Record set
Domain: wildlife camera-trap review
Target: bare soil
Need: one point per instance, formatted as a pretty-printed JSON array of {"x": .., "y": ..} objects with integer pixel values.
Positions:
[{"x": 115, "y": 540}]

Action item
Only an exact retyping of the full data will do.

Result
Domain: wildlife camera-trap review
Target: bare soil
Need: one point per instance, formatted as a pretty-printed JSON array of {"x": .., "y": ..} objects with integer pixel values.
Positions:
[{"x": 115, "y": 540}]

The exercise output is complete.